**SOURCE EXCERPT**
--*--
# The anti-gun male



## Cait43 (Apr 4, 2013)

LET'S be honest. He's scared of the thing. That's understandable--so am I. But as a girl I have the luxury of being able to admit it. 
Julia Gorin


----------



## SouthernBoy (Jun 27, 2007)

*"So if he can't touch a gun, he doesn't want other men to be able to either."*
I have been and telling others pretty much the same thing as this for years. What I would say was;

"It's not enough that they don't like firearms and don't want to own them. They don't want you to have them, either."

It has never ceased to amaze me that these people are not content with satisfying their own wish to be unarmed, to go about their lives without ever owning or even touching a firearm. Oh no, they don't want you to have them either. One once told me that the fact that I am a neighbor and have guns in my home is a threat to him (this was in the very liberal Arlington County, VA). They have no compunction to their "feelings" and beliefs spilling over to others who do own and use firearms. These people are very dangerous. Now about the article submitted by Cait43.

Excellent job. She pretty much spells it out for the urbanize/feminized/emasculated male. I am 68 years old and believe me, I have seen HUGE changes in our society and many, perhaps most, of which are not good at all. What this lady lays out in her article is a spot on accurate picture of the sensitized urban, and that includes suburban, male in our country. Afraid to say the wrong thing, afraid to be confrontational when necessary, afraid to venture forth in territory once part of the male rise to maturity, our current males are left less and less prepared for violent encounters, be they verbal or physical. Consumed in their daily affairs in urban life, they deliberately do their best to avoid any sort of chance meeting with those they deem unsafe. Not that this is bad in and of itself, it is more a "put your head down and don't look at people" kind of mentality. Don't get involved, be Teflon in your interactions.

Most confrontations are not bad. You confront a manager when you have a problem with some good or service you purchased.... hopefully in a firm but mature manner. You confront the cashier who returns the wrong amount of change when you buy your coffee or doughnut in the morning. Most confrontations are casual and pretty innocent. Some aren't. Our current sensitized male does not wish to meet these.

Take him to the range? Heavens no. Doing so would be an admission that he is willing to compromise his core belief structure. A year ago I and a lady with whom I worked, when I was working, took a high school friend of mine to a shooting range. She drove, in her dirty pickup truck (she owns a couple of horses), with her boots and her baseball cap (she is actually very attractive) and he didn't know quite how to take her. He was obviously tentative around the firearms. He was not at all into all of this, yet it was he who suggested the range trip. Perhaps something was trying to get out but couldn't quite make it.
--*--
**GIVEN DATA**
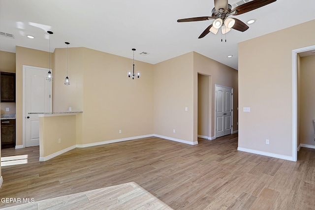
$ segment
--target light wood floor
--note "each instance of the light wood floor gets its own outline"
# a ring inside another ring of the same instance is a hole
[[[191,146],[157,137],[76,148],[38,162],[3,167],[0,198],[35,201],[134,181],[178,209],[315,209],[315,150],[292,162],[237,151],[237,135]],[[0,202],[0,208],[14,204]]]

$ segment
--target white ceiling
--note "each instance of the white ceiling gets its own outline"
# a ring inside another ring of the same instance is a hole
[[[0,50],[15,52],[17,45],[48,51],[49,30],[54,32],[51,52],[65,48],[65,41],[69,48],[129,58],[136,48],[135,60],[155,64],[195,51],[237,69],[239,42],[315,19],[315,0],[278,0],[233,16],[245,23],[257,21],[244,32],[231,30],[226,42],[225,36],[221,42],[220,32],[198,39],[213,21],[176,21],[211,16],[214,6],[213,0],[0,0],[0,31],[14,38],[0,36]],[[142,52],[150,54],[139,55]]]

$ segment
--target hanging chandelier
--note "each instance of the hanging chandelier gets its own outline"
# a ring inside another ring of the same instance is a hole
[[[128,77],[131,77],[132,78],[132,79],[134,80],[134,78],[136,76],[139,78],[140,77],[140,76],[141,75],[141,73],[140,72],[140,71],[137,71],[137,72],[136,72],[136,76],[135,74],[134,74],[134,51],[135,51],[136,49],[134,49],[134,48],[132,48],[131,50],[132,50],[132,51],[133,51],[133,64],[132,64],[133,71],[132,74],[131,74],[131,71],[129,70],[128,71],[127,71],[127,75],[128,76]]]
[[[68,45],[70,44],[69,42],[64,42],[67,45],[67,76],[64,79],[64,85],[66,86],[70,85],[70,80],[68,77]]]
[[[49,65],[48,72],[47,73],[47,75],[46,76],[46,80],[47,80],[47,81],[51,82],[53,81],[53,75],[51,73],[51,71],[50,71],[50,35],[54,33],[50,30],[47,31],[47,33],[49,33]]]

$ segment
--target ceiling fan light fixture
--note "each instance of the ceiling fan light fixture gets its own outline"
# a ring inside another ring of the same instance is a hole
[[[233,18],[226,18],[224,20],[224,26],[228,29],[231,29],[235,24],[235,20]]]
[[[218,18],[214,21],[212,26],[216,29],[219,29],[222,26],[222,22],[221,18]]]
[[[225,26],[222,26],[222,28],[221,28],[221,30],[222,31],[222,34],[225,34],[225,33],[231,30],[231,29],[229,29]]]
[[[247,21],[247,24],[252,24],[253,23],[254,23],[256,21],[255,19],[252,19],[252,20],[250,20],[249,21]]]
[[[215,34],[216,34],[218,33],[218,31],[219,31],[219,29],[216,29],[215,28],[214,28],[213,26],[212,27],[211,27],[210,28],[210,32],[212,32],[212,33],[214,33]]]

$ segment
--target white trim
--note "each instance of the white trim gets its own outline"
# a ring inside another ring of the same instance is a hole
--*--
**YOUR OBJECTIVE**
Please resume the forum thread above about the anti-gun male, starting right after its final sentence.

**RESULT BELOW**
People like this are funny. Hiding behind the law ain't gonna cut it when some street thug sticks a gun or knife in your face and says, "Keys and wallet m-----f----r". A gun and good situational awareness is a better alternative. The emasculated and sensitive male is not about to go there so he is the near perfect victim waiting to happen. Darwin was right; the weak get culled. These weak males can be the strong but choose to be weak.

Thanks for posting this article, Cait43.


----------



## Sgt45 (Jun 8, 2012)

Saw this on another forum, great article I posted it on my FB page so it will probably go unnoticed.


----------



## hud35500 (May 8, 2010)

My experience with anti-gunner is that they are an insecure bunch. In general, they are ignorant concerning firearms and are happy to remain so. Their are many who can be educated and some actually learn to appreciate and enjoy shooting, once they get past their insecurity. When I met my wife, she avowed there would never be a gun in her house! She grew up in a firearm free environment. Once I properly educated her and showed here there was nothing to fear, she became quite the enthusiast. Now she tries to educate the ignorant anti-gun people in her office. Unfortunately, there are those who will never accept firearm ownership. It's in our best interest to treat them with respect, but vote their dumb asses out of office!!


----------



## SouthernBoy (Jun 27, 2007)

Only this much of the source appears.